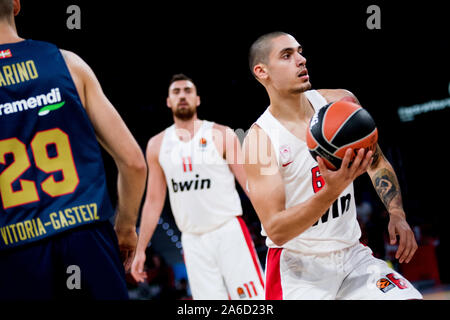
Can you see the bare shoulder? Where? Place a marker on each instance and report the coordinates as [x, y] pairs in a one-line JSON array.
[[337, 94], [73, 60]]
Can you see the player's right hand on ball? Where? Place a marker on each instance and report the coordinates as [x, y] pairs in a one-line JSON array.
[[337, 181], [137, 267]]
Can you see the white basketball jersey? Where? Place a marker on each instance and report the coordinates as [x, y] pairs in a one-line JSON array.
[[338, 228], [202, 189]]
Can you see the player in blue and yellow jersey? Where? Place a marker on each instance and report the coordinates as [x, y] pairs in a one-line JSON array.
[[54, 204]]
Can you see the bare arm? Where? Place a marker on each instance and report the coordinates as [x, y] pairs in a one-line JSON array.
[[153, 205], [118, 141], [387, 186], [267, 189]]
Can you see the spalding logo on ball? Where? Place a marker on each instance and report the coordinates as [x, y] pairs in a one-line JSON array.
[[338, 126]]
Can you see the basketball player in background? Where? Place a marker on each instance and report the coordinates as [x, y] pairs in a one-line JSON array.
[[198, 161], [55, 208], [308, 212]]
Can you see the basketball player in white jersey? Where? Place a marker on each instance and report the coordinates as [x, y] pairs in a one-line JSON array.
[[198, 161], [310, 216]]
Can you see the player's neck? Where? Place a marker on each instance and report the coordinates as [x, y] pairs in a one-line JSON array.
[[8, 32], [186, 129], [291, 107]]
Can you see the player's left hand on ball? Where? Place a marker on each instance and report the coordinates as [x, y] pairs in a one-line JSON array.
[[407, 242]]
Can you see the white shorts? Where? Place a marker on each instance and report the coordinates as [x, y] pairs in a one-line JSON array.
[[349, 274], [222, 264]]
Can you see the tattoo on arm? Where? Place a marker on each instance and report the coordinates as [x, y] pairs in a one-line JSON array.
[[387, 187]]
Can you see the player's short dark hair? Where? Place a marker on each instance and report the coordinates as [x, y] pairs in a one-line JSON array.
[[6, 9], [179, 77], [259, 50]]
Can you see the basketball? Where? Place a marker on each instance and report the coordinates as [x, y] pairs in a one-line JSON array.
[[338, 126]]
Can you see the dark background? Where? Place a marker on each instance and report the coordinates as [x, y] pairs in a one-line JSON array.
[[134, 47]]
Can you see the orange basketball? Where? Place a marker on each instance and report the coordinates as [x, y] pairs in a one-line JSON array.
[[338, 126]]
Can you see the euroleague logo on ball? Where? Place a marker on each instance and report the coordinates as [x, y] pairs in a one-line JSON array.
[[338, 126]]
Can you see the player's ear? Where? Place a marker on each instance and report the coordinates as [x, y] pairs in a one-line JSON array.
[[260, 71], [16, 4]]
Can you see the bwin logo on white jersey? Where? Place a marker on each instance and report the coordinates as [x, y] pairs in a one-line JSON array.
[[191, 184], [314, 120]]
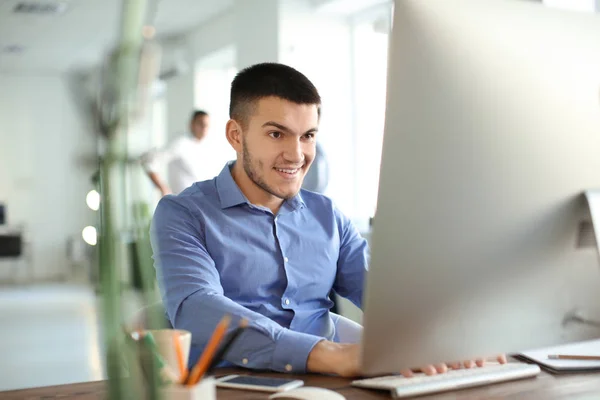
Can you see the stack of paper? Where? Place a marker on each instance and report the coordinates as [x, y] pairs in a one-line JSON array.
[[587, 348]]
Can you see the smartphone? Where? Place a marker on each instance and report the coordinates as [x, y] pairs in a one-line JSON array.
[[259, 383]]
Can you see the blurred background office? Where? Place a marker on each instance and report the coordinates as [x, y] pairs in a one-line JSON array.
[[51, 53]]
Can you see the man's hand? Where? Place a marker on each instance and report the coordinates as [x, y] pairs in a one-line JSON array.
[[334, 358], [344, 360]]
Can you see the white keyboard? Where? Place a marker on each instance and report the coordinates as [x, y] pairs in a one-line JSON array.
[[422, 384]]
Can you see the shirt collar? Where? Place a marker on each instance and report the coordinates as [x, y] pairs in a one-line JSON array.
[[230, 194]]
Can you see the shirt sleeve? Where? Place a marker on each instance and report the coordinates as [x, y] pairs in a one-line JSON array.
[[152, 160], [193, 296], [352, 263]]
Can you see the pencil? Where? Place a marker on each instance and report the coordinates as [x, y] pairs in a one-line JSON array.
[[209, 351], [183, 372], [227, 345], [573, 357]]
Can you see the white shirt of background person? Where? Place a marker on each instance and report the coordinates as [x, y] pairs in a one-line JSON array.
[[184, 157]]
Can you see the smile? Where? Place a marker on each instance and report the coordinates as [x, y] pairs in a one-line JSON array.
[[288, 172]]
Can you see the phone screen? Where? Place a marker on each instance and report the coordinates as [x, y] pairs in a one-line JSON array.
[[259, 381]]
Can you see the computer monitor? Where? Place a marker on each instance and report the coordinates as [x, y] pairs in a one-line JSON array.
[[492, 134]]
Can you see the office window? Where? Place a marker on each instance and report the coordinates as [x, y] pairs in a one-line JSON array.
[[370, 45], [213, 76]]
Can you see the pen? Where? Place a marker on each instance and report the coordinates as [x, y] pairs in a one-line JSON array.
[[573, 357], [209, 351], [227, 345]]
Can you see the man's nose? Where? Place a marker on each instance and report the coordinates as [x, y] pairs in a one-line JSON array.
[[293, 151]]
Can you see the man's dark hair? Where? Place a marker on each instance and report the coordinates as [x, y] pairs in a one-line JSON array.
[[265, 80], [198, 113]]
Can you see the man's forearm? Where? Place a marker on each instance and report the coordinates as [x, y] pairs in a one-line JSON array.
[[263, 345]]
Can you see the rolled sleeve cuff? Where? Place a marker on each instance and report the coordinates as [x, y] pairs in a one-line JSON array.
[[292, 350]]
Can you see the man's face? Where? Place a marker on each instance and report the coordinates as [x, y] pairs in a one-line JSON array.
[[199, 126], [278, 145]]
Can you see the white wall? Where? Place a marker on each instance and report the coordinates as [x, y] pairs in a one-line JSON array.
[[46, 153]]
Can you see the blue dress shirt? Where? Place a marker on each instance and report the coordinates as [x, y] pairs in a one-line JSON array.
[[216, 254]]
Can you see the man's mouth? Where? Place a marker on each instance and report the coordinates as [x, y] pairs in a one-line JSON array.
[[287, 171]]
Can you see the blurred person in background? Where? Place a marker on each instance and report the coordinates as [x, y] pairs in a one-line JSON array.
[[185, 158]]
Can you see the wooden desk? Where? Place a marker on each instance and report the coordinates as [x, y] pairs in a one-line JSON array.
[[545, 386]]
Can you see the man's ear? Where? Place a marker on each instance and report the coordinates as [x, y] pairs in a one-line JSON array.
[[233, 131]]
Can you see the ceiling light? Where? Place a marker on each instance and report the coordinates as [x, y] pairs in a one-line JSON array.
[[40, 8], [12, 49]]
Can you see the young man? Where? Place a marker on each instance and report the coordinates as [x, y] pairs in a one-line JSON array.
[[185, 158], [250, 243]]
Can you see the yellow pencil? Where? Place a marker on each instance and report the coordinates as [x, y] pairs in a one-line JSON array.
[[209, 351], [183, 372]]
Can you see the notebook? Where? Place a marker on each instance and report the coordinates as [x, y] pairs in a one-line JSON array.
[[588, 347]]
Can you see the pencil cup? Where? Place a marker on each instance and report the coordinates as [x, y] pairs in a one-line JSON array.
[[164, 339], [204, 390]]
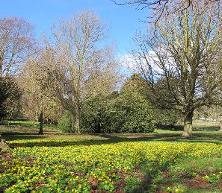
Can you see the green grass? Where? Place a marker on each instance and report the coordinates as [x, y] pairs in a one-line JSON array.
[[155, 162]]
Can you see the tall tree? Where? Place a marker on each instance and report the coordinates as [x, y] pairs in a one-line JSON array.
[[77, 65], [184, 57], [16, 43], [162, 8], [38, 101]]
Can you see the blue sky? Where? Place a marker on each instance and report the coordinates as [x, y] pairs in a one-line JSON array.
[[122, 21]]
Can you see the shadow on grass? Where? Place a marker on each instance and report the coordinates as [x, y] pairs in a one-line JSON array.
[[106, 139]]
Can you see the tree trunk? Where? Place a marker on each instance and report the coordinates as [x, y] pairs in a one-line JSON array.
[[41, 119], [76, 122], [188, 118], [220, 126]]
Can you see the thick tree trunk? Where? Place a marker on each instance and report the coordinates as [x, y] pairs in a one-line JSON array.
[[76, 122], [41, 120], [188, 118]]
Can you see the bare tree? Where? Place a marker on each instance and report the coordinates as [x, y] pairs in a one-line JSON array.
[[16, 43], [77, 66], [38, 101], [183, 58], [162, 8]]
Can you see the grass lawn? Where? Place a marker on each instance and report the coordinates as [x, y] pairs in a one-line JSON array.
[[160, 162]]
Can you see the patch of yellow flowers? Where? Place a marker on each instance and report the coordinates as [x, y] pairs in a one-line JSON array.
[[85, 168]]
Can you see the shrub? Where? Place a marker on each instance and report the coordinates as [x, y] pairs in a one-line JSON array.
[[65, 122]]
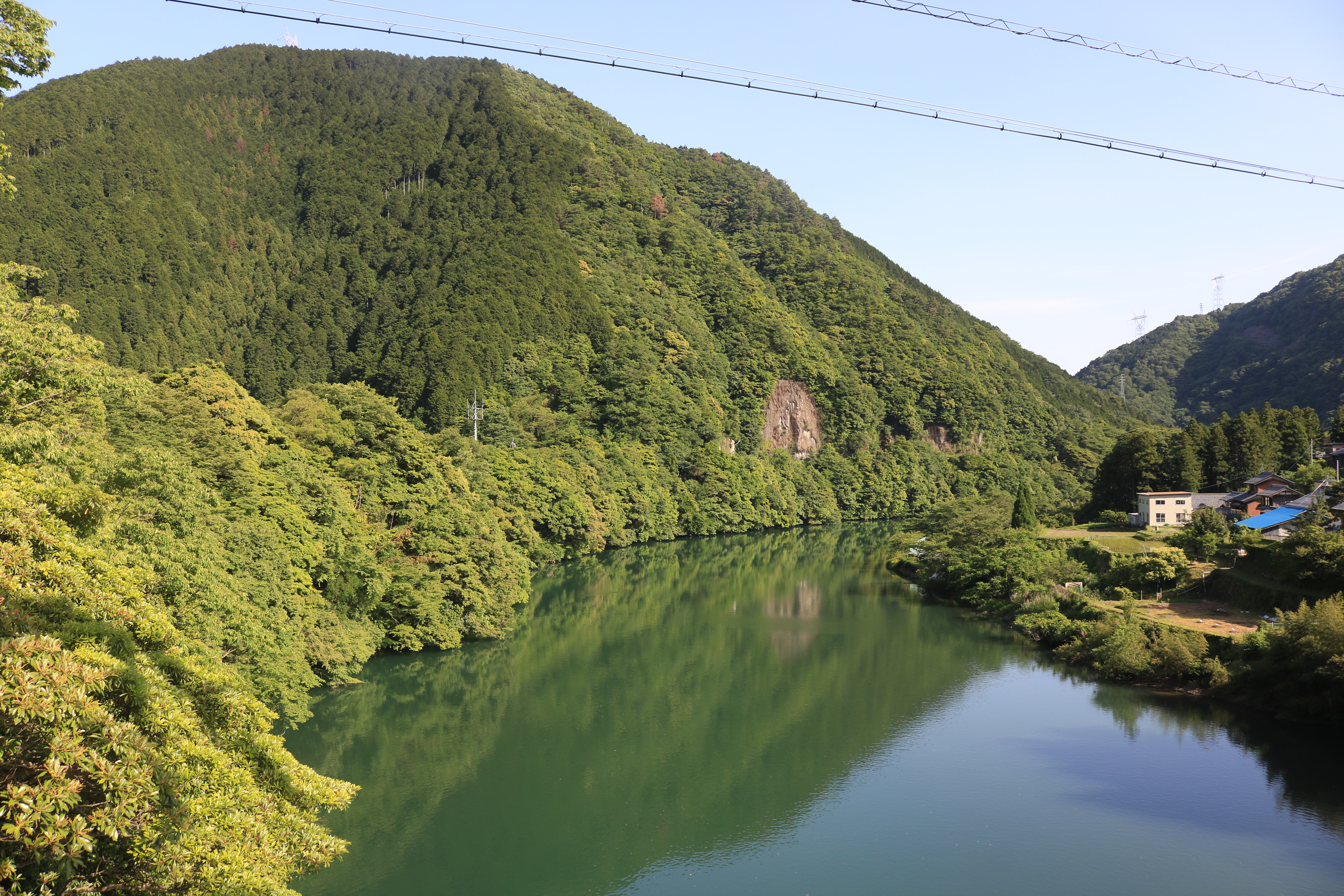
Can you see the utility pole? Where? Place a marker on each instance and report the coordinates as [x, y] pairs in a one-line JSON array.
[[476, 417]]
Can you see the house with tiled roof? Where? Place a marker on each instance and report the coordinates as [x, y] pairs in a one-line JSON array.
[[1264, 492], [1165, 508]]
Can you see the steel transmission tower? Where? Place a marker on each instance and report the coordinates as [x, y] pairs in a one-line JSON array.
[[1139, 323], [476, 417]]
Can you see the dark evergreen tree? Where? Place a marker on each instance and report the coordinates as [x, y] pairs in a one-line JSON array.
[[1023, 508], [1218, 465], [1337, 433], [1182, 467]]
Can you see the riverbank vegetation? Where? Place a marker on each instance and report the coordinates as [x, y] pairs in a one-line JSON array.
[[970, 551]]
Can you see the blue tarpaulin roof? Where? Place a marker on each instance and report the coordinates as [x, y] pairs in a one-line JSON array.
[[1273, 518]]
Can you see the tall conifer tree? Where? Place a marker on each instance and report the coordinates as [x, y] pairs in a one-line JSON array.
[[1025, 510]]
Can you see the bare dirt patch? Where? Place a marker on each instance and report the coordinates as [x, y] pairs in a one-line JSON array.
[[1206, 616]]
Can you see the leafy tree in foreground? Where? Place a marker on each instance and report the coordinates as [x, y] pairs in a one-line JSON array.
[[131, 758], [1202, 535]]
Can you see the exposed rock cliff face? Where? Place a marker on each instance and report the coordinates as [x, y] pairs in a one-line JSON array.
[[792, 420]]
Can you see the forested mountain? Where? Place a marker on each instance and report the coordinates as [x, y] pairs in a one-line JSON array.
[[255, 293], [435, 228], [1286, 347]]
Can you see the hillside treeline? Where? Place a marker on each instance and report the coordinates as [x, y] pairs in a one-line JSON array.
[[1284, 349], [440, 228], [253, 296], [1213, 459]]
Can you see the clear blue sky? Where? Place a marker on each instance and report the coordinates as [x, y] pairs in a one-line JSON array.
[[1057, 245]]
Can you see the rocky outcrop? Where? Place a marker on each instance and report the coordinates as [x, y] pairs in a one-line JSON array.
[[792, 420]]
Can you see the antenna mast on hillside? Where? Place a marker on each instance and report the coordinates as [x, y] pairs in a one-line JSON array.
[[476, 417], [1139, 323]]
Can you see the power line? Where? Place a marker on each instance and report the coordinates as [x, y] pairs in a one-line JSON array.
[[1109, 46], [728, 76]]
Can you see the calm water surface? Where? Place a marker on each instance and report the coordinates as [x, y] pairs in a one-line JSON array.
[[776, 714]]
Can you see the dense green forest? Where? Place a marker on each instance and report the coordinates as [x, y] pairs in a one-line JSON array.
[[244, 303], [971, 551], [433, 228], [1214, 459], [1284, 347]]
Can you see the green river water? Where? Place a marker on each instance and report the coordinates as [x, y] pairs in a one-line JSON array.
[[776, 714]]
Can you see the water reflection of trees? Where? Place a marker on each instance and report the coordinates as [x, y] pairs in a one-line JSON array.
[[648, 709], [1300, 762]]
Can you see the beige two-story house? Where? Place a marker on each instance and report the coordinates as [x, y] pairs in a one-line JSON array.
[[1165, 508]]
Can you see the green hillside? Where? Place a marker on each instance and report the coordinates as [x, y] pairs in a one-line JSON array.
[[435, 228], [244, 304], [1287, 347]]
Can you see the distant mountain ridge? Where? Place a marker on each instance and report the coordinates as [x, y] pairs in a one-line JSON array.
[[1286, 347], [446, 229]]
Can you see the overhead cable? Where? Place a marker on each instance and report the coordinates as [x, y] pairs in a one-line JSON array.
[[1109, 46], [728, 76]]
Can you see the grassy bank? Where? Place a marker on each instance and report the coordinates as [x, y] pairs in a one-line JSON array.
[[967, 551]]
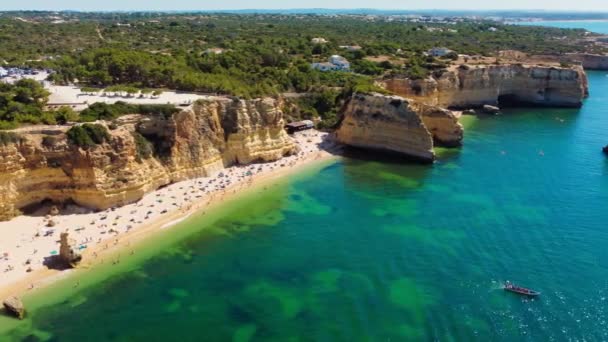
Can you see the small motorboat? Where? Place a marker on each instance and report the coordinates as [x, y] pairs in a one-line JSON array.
[[520, 290]]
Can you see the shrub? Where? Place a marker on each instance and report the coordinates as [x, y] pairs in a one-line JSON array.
[[88, 135], [49, 141], [9, 138]]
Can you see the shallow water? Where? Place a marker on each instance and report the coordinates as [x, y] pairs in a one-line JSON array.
[[376, 250]]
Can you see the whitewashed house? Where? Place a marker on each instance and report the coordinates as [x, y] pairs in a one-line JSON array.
[[439, 52], [319, 40], [335, 63]]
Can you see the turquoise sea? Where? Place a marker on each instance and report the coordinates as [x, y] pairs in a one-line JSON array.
[[597, 26], [364, 250]]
--------------------------------------------------
• [Problem to work on] Reproduce the listing from the line with "Can you see the beige" up to and including the line with "[[1286, 347], [446, 229]]", swapping "green hillside" for "grassy slope" and keeping everything else unchanged.

• [Result below]
Can you see the beige two-story house? Where? Place a marker on each instance and report the coordinates as [x, y] pairs in a one-line JSON array.
[[1165, 508]]
Can you see the grassy slope? Where? Place a marker on each instance and report the coordinates as [x, y] pairs in a one-line JSON array.
[[435, 228], [244, 304], [1287, 347]]
Can you see the distant mountain ridge? Where? Place a marker on each instance and report the coordinates as [x, y] pairs in a one-line JSON array.
[[1286, 347], [446, 229]]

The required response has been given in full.